## Excerpted passage
++++++++

OLEG POPTSOV SURVIVES AS RUSSIAN TV CHAIRMAN. In an
interview with Russian Television on 7 January, First Deputy Prime
Minister Sergei Shakhrai confirmed that the "problem" of the RTV
chairman, Oleg Poptsov, was indeed raised at the session of the
Russian Security Council the day before. According to Shakhrai,
participants persuaded Yeltsin to refrain from firing Poptsov
because,
as Shakhrai put it, it would be counterproductive to punish the
media
for the poor performance of the military. At a news conference held
later on 6 January, Sergei Kovalev quoted Yeltsin as saying at their
meeting earlier that day that he (Yeltsin) had signed a decree,
relieving Poptsov from his duties as RTV chairman because, in his
view, "Vesti's" coverage of the Chechen crisis "distorted the positions
of both sides in the conflict." Kovalev's news conference was followed
by a meeting of all RTV employees, who unanimously voted for a
resolution reaffirming their confidence in Poptsov. RTV was founded
in 1990. After Yeltsin was elected speaker of the Russian parliament,
the RTV played a key role in his rise to president, serving as Yeltsin's
mouthpiece during his power struggle against former Soviet
President
Mikhail Gorbachev and during his later conflict with the parliament.
Poptsov, its first chairman, was elected rather than appointed to the
office. -- Julia Wishnevsky, OMRI, Inc.

FOUNDING CONGRESS OF YAVLINSKY'S PARTY. The founding
congress of a new political party based on the Yabloko faction in the
Russian parliament opened on 6 January in the village of Golitsino
near Moscow, an RFE/RL corespondent reported later that day. The
leader of the new party, economist Grigorii Yavlinsky, is widely
regarded to be a front-running democratic candidate in the next
presidential election, scheduled for June 1996. -- Julia Wishnevsky,
OMRI, Inc.

CENTRAL BANK HIKES KEY RATE TO SUPPORT RUBLE. In an
attempt to defend the ruble and calm inflation, Russia's Central Bank
raised its key refinancing rate from 180% to 200% on 6 January,
according to Russian and Western agencies on 6-8 January. The ruble
lost another 44 points in the 6 January trading session on the
Moscow
Interbank Currency Exchange (MICEX), closing at 3,667 rubles to $1.

++++++++

## Data excerpts
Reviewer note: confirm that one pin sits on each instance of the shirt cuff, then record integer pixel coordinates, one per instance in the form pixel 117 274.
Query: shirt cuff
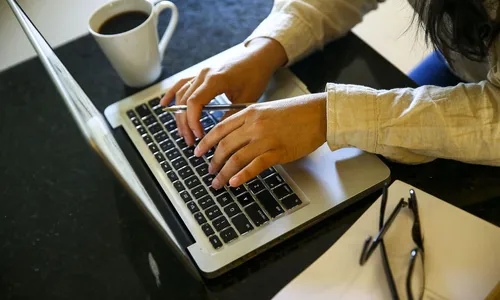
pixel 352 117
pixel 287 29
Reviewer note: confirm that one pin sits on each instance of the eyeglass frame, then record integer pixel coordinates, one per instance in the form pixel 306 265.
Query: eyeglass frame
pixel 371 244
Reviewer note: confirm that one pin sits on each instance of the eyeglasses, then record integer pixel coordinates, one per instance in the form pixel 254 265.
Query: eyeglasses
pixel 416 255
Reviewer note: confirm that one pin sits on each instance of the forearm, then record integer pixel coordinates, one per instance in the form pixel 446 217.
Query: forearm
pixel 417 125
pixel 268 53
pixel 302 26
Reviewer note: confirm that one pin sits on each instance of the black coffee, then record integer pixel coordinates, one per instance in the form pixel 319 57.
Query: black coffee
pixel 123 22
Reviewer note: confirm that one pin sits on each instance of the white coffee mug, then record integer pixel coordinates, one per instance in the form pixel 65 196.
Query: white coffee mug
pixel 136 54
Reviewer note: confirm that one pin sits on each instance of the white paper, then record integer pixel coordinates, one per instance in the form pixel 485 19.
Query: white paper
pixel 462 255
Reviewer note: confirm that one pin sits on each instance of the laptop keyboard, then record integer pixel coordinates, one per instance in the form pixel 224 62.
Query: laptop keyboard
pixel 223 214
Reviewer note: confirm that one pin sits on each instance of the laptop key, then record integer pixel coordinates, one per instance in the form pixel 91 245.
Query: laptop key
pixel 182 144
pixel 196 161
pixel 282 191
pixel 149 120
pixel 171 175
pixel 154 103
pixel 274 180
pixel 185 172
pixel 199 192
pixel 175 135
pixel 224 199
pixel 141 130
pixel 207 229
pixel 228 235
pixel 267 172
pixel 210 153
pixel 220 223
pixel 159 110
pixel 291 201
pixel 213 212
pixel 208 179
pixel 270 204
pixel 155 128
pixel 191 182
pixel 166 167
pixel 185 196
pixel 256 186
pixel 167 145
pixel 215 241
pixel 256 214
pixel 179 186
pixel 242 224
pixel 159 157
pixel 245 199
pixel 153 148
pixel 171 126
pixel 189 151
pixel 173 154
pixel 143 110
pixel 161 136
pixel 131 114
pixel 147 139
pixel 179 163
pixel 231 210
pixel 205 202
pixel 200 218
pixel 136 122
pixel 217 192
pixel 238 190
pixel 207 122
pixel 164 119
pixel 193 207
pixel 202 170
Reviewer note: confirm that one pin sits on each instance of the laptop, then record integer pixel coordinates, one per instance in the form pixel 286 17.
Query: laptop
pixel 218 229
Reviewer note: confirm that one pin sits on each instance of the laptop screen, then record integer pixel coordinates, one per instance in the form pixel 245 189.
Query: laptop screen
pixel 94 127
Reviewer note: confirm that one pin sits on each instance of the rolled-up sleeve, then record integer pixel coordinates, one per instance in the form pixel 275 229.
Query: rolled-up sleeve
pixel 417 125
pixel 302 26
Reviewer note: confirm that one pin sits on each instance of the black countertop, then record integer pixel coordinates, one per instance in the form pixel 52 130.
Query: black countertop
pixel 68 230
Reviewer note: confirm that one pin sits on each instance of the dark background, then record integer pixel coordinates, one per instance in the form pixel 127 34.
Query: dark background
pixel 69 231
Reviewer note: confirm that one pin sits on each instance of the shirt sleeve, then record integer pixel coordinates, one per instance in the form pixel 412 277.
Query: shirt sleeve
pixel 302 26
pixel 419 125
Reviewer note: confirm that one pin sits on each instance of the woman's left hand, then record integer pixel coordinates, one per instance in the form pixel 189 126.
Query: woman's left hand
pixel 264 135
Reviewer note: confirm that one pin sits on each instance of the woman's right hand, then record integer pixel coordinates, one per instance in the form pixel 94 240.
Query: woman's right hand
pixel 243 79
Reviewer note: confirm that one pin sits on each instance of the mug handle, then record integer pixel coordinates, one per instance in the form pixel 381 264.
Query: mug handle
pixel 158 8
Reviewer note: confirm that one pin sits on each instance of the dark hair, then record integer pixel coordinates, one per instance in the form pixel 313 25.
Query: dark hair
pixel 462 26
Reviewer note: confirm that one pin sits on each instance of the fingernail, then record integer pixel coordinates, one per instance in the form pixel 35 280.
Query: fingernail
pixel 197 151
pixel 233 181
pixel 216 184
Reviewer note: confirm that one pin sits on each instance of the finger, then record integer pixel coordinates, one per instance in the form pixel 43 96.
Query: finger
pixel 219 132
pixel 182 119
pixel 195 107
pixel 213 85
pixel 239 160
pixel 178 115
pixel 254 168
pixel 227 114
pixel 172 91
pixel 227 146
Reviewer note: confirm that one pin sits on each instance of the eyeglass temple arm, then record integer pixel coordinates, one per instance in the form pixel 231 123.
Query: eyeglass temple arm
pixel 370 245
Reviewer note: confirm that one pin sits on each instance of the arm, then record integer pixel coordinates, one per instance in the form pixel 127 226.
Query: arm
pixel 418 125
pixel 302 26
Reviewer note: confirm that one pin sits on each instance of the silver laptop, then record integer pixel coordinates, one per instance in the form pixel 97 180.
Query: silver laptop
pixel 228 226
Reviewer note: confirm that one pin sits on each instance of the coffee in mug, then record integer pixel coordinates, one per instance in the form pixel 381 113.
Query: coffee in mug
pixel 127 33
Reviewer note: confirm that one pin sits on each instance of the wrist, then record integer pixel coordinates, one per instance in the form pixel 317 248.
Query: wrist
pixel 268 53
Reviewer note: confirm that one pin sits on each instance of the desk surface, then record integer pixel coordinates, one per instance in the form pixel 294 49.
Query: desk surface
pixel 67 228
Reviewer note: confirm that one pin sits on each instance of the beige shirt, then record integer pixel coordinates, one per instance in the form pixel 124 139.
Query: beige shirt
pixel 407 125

++++++++

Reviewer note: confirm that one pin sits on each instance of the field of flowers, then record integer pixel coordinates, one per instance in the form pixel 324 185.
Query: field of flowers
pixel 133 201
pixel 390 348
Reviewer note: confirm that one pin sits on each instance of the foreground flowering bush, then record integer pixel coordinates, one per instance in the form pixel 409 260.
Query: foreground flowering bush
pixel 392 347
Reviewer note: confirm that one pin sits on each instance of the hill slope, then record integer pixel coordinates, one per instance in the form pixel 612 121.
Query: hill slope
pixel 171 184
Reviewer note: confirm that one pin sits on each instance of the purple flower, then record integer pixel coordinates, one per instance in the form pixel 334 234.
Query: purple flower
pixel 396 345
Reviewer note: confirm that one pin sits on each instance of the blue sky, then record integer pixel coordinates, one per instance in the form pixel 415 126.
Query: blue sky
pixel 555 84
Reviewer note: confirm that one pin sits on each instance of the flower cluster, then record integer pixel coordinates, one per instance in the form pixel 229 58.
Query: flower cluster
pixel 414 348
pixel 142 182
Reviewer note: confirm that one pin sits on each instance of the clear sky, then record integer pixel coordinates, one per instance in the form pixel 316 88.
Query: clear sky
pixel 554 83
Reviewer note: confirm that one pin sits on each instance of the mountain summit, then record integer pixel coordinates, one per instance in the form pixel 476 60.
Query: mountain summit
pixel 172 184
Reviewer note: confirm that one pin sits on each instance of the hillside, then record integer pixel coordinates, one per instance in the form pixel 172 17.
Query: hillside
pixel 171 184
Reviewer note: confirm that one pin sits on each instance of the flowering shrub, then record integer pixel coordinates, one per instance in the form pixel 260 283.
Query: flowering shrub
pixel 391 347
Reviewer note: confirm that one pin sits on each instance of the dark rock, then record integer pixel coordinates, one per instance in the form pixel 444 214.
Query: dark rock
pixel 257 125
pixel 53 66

++++++++

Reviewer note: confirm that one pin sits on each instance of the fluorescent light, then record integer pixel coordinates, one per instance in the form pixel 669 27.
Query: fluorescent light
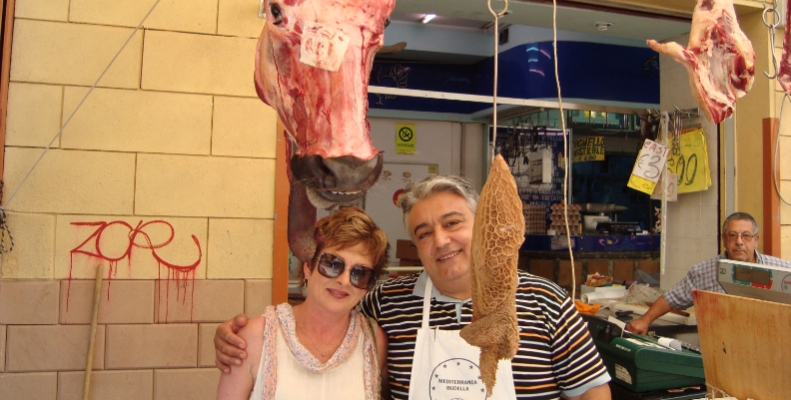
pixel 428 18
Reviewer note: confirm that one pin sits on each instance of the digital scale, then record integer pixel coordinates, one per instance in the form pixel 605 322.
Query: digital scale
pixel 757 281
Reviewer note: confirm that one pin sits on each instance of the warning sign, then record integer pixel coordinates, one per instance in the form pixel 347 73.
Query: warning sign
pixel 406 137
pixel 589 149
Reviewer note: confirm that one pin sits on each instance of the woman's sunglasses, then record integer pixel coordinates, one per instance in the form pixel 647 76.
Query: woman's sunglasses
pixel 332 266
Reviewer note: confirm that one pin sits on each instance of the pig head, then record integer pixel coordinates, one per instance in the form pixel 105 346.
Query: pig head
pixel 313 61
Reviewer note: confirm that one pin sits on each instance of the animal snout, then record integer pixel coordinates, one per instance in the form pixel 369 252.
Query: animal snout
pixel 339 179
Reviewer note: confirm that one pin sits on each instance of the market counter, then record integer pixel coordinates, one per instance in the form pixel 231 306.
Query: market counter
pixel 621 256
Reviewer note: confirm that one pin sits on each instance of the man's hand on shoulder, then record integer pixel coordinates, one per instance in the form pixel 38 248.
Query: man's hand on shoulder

++++++++

## Required work
Pick up the Russian news digest after its final sentence and continue it. The records were taken from a different source.

## Task result
Tatiana Paramonova, the Central Bank's acting head, ordered the rate
increase and considered the move crucial in order for rates to
remain above inflation and prevent extensive borrowing that would
result in even higher prices. Aleksander Pochinok, deputy chairman
of the Budget Committee in the State Duma, reported that the
Central Bank was "reacting to a rise in money supply . . . which might
have been caused by the excess volume of the Central Bank's loans,
massive growth of speculative incomes of commercial banks, or
unexpected growth in budget expenditures." Many experts have said
that inflation has also spiraled as a result of the Chechnya military
campaign, which is placing a heavy burden on the economy. --
Thomas Sigel, OMRI, Inc.

TRANSCAUCASIA AND CENTRAL ASIA

NEW TURKMEN FOREIGN MINISTER APPOINTED. On 6 January
Turkmen President Sapurmurad Niyazov appointed Deputy Prime
Minister Boris Shikhmuradov as foreign minister, Interfax reported
on 7 January. Shikhmuradov, who is 42 years old, studied journalism
at Moscow State University; from 1971-92 he worked at the Novosti
press agency and then in the USSR Foreign Ministry. He returned to
Turkmenistan in May 1992 as deputy foreign minister; in January
1993,
he was appointed deputy premier responsible for foreign, defense,
national security, and internal affairs. -- Liz Fuller, OMRI, Inc.

RUSSIAN PEACEKEEPERS' MANDATE IN ABKHAZIA TO BE
EXTENDED? The deputy chairman of the Russian Federation
Council, Ramazan Abdulatipov, met in Sukhumi on 6 January with
Abkhaz President Vladislav Ardzinba and with the commander of
the
Russian peacekeeping force in Abkhazia, Lieutenant-General Vassilii
Yakushev, Interfax reported on 6 January. Abdulatipov said that on
16-17 January, the Federation Council would debate the renewal, for
an unspecified period, of the mandate of the Russian peacekeeping
forces sent to Abkhazia last June for an initial period of six months.
While conceding that they had played a positive role in stabilizing
the situation, Abdulatipov said that Russia "had undertaken a burden
that was too heavy" and that no country or international organization
could simultaneously wage an internal conflict and conduct five or
six peacekeeping operations. -- Liz Fuller, OMRI, Inc.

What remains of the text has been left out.